=== Records to process ===
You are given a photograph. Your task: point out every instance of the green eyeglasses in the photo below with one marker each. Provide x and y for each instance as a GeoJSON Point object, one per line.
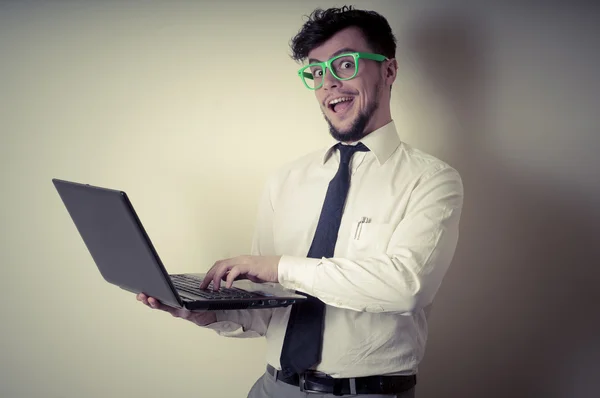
{"type": "Point", "coordinates": [342, 67]}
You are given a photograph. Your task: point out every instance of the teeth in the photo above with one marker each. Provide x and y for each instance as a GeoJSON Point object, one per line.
{"type": "Point", "coordinates": [338, 100]}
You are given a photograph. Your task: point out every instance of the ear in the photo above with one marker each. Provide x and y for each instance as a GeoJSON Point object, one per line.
{"type": "Point", "coordinates": [390, 71]}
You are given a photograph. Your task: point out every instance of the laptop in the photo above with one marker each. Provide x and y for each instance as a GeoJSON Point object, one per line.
{"type": "Point", "coordinates": [125, 256]}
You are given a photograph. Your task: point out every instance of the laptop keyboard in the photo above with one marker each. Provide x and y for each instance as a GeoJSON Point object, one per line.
{"type": "Point", "coordinates": [190, 284]}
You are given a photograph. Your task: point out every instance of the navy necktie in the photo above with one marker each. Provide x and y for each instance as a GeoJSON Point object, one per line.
{"type": "Point", "coordinates": [304, 334]}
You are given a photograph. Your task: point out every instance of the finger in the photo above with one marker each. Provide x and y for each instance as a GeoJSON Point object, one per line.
{"type": "Point", "coordinates": [154, 303]}
{"type": "Point", "coordinates": [232, 276]}
{"type": "Point", "coordinates": [218, 275]}
{"type": "Point", "coordinates": [209, 275]}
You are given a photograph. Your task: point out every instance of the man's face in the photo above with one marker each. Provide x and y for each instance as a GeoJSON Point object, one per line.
{"type": "Point", "coordinates": [360, 113]}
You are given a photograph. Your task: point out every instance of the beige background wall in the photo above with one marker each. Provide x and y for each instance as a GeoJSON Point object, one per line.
{"type": "Point", "coordinates": [189, 105]}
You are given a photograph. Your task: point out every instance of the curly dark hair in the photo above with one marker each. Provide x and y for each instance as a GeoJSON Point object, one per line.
{"type": "Point", "coordinates": [323, 24]}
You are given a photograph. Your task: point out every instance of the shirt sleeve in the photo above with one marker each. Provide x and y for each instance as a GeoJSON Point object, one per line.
{"type": "Point", "coordinates": [407, 276]}
{"type": "Point", "coordinates": [251, 323]}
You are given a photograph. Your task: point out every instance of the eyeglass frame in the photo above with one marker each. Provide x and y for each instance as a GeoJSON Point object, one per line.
{"type": "Point", "coordinates": [327, 65]}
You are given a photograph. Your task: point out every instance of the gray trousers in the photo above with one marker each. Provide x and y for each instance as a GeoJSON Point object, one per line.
{"type": "Point", "coordinates": [267, 387]}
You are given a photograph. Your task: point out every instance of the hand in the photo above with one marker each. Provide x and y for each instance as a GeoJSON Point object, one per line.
{"type": "Point", "coordinates": [200, 318]}
{"type": "Point", "coordinates": [256, 268]}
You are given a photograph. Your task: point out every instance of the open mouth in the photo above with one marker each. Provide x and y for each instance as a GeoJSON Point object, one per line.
{"type": "Point", "coordinates": [340, 105]}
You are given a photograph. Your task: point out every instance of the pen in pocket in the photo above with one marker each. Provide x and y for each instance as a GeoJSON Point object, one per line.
{"type": "Point", "coordinates": [363, 220]}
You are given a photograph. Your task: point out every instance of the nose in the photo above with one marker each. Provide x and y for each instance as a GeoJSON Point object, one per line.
{"type": "Point", "coordinates": [329, 81]}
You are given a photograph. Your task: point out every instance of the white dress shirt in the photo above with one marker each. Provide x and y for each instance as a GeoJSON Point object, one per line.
{"type": "Point", "coordinates": [384, 273]}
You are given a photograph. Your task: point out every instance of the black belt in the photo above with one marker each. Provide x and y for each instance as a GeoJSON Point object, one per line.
{"type": "Point", "coordinates": [317, 382]}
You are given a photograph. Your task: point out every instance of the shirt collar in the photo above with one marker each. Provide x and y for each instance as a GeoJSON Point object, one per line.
{"type": "Point", "coordinates": [382, 142]}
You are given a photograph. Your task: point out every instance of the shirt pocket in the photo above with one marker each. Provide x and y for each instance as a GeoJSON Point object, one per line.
{"type": "Point", "coordinates": [369, 239]}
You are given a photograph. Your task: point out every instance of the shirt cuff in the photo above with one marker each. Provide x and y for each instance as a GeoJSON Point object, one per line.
{"type": "Point", "coordinates": [298, 273]}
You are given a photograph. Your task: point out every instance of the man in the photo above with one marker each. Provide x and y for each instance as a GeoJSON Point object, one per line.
{"type": "Point", "coordinates": [367, 228]}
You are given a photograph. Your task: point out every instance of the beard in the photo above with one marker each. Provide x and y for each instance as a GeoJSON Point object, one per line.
{"type": "Point", "coordinates": [356, 131]}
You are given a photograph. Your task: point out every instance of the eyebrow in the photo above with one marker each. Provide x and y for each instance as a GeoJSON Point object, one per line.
{"type": "Point", "coordinates": [338, 52]}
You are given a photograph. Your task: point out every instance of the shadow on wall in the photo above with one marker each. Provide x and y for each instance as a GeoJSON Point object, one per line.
{"type": "Point", "coordinates": [517, 315]}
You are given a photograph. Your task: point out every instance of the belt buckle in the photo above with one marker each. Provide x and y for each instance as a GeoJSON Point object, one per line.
{"type": "Point", "coordinates": [302, 384]}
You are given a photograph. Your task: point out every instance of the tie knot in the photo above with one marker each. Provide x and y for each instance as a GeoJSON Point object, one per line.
{"type": "Point", "coordinates": [346, 151]}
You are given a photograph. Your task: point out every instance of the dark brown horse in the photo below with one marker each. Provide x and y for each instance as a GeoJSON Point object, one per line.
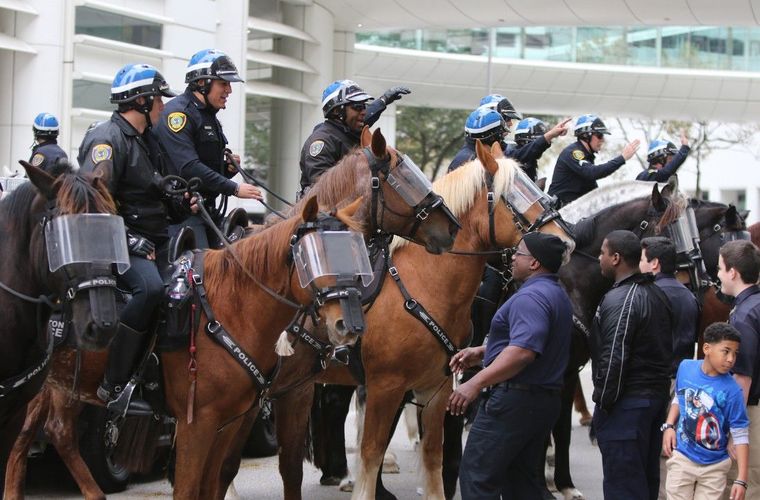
{"type": "Point", "coordinates": [29, 289]}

=== Exercise goal ===
Verbatim copy without images: write the records above out in full.

=== Written response ===
You are given a photograph. Your task: point out every instance of the green eyeglasses in the photo below with one marker each. Provide x and y for each instance as a GeoJSON Point object, one per line.
{"type": "Point", "coordinates": [342, 67]}
You are given a photograph. Your task: point out every instance of the teeth in the photo above with one marker each. Provide x and y for each instance as a GeoJSON Point object, one per line.
{"type": "Point", "coordinates": [338, 100]}
You are given a photograph. Your task: point out every instance of the ear in the photo above with one marker each. Provide x and y for each instance as a GeoJSON Point object, one per line.
{"type": "Point", "coordinates": [390, 71]}
You are given a photograph. Your task: point out every instance of the laptop in the photo above with one marker each. Provide x and y for each instance as a GeoJSON Point object, one per line.
{"type": "Point", "coordinates": [125, 256]}
You are given a photograph. Your task: point out every instance of the laptop keyboard in the photo above with one marker each. Provide x and y for each instance as a GeoJSON Point object, one per line.
{"type": "Point", "coordinates": [190, 284]}
You are given a photograph. Your task: point out every instance of the navy necktie in the photo above with one marker each. Provide x and y for each instance as a GeoJSON Point object, one per line.
{"type": "Point", "coordinates": [304, 334]}
You are given a photograph. Your task: point out every instance of the finger in the photo above with one marker each. Provide x and y for each instance as a GeoJSON Point object, one per line.
{"type": "Point", "coordinates": [154, 303]}
{"type": "Point", "coordinates": [232, 276]}
{"type": "Point", "coordinates": [218, 275]}
{"type": "Point", "coordinates": [209, 275]}
You are given a photograph. Your task: point out every instance of the man's face in the photo above with one marker each. Provide x and y for each instance as a GeoJSON Point object, one per line.
{"type": "Point", "coordinates": [360, 113]}
You are given a photograph. Your task: point out every instance of the beige background wall in the photo above with one marker each. Provide x and y for each instance as a GeoJSON Point object, one per line.
{"type": "Point", "coordinates": [189, 105]}
You are given a photograph. Your task: point out every instance of the curly dark hair in the photo above with one marker each. Provide x and y for each instance as a GeoJSON Point object, one per line.
{"type": "Point", "coordinates": [323, 24]}
You are given a photograph. Your task: point out every instance of the shirt sleeve in the photo above with one marker each. Provide x and y for each instance as a GeoJSON Point object, one per line.
{"type": "Point", "coordinates": [407, 276]}
{"type": "Point", "coordinates": [251, 323]}
You are given a photograph. Your task: point out every instance of the eyeglass frame in the photo above with one marker each. Provide x and y for each instance as a GeoJSON Point object, one per line.
{"type": "Point", "coordinates": [327, 65]}
You are given a photograph. Your task: point out every instance of the gray trousers in the photo above with one marker each. Provide x and y for each instance as a GeoJSON Point object, one per line.
{"type": "Point", "coordinates": [267, 387]}
You are given a photograph. Your task: point out every instance of the hand in the photo above with one marker each. Provide x and y for each instance as a GeoJSON Point object, one per line.
{"type": "Point", "coordinates": [200, 318]}
{"type": "Point", "coordinates": [256, 268]}
You are given a photograph. Your task: point out every instance of the open mouth in the photo above with one marker each. Provide x and y for each instance as a GeoJSON Point object, one per line.
{"type": "Point", "coordinates": [340, 105]}
You are given a photograph. Your task: point out every instance of the pen in pocket in the photo above with one marker each. Provide x and y for each instance as a GeoJSON Point object, one per line.
{"type": "Point", "coordinates": [363, 220]}
You are given a photograph. Your task: point out every instance of the nose in the photo above with one marker each. Provide x and y for each instance as a GeoJSON Point object, one per line.
{"type": "Point", "coordinates": [329, 81]}
You are given a photograph. Your task: point out every instance of the white dress shirt in the photo above with one marker each. Provide x and y for each instance as a GeoJSON Point object, one per line.
{"type": "Point", "coordinates": [384, 273]}
You are given a photograph. Your task: point out every instance of the black belt in the photo above with one marker each. Provide x and y for each instance as a GeoJSON Point object, one per line.
{"type": "Point", "coordinates": [317, 382]}
You are given a photograph. Your task: point out every instance of the shirt collar in the photo above with one marker each. Provide x and y for each instance as a GeoJSON Point object, one per line.
{"type": "Point", "coordinates": [382, 142]}
You are given a photograph. Your task: point out every instance of the shirt pocket in the photo above with one marker each. Provide x and y for each instance as a GeoJSON Point object, one per line.
{"type": "Point", "coordinates": [369, 239]}
You are given a photograph. Your task: point out every instance of the shirt cuff in the photo above with one marker each. Provide x and y for each instance as a GeoJSON Point object, one per line.
{"type": "Point", "coordinates": [298, 273]}
You are given a photograph. Your task: point out every instance of the man in the photo above with one marker each. Provide x and y for each instance as a GeoJSON Point object, one per line.
{"type": "Point", "coordinates": [367, 228]}
You are given a photograph. Your task: point out every instance of the beard in the photo above with one marker each. Provide x and y for each instance as a GeoJSON Point object, one per line.
{"type": "Point", "coordinates": [356, 131]}
You are given a photograph. Your task: point out every instance of the eyebrow in the photo above with one marker each. Provide x and y for each instance as a GeoJSON Point object, one per line.
{"type": "Point", "coordinates": [338, 52]}
You are given a photograph. Your task: point out every instance of the shadow on wall in the photo above with one marker each. Provide x and y for each instance as a GeoJSON Point object, one per line.
{"type": "Point", "coordinates": [517, 315]}
You are given a photograph. Your task: point out every instance of the belt buckle in the photo above with one marker each. Provide x and y for each instance as a GeoJSON Point object, one per line.
{"type": "Point", "coordinates": [302, 384]}
You are given a photograph. Your task: point out every instance of the tie knot in the photo above with one marker each. Provide x and y for each instance as a GeoJSON Point object, one per line.
{"type": "Point", "coordinates": [346, 151]}
You are given a photograph. Your task: point out every instance of the dark brown horse in the photo below with one marker each. Provide x and y for each instance as a GeoJSON Point object, one per line.
{"type": "Point", "coordinates": [29, 289]}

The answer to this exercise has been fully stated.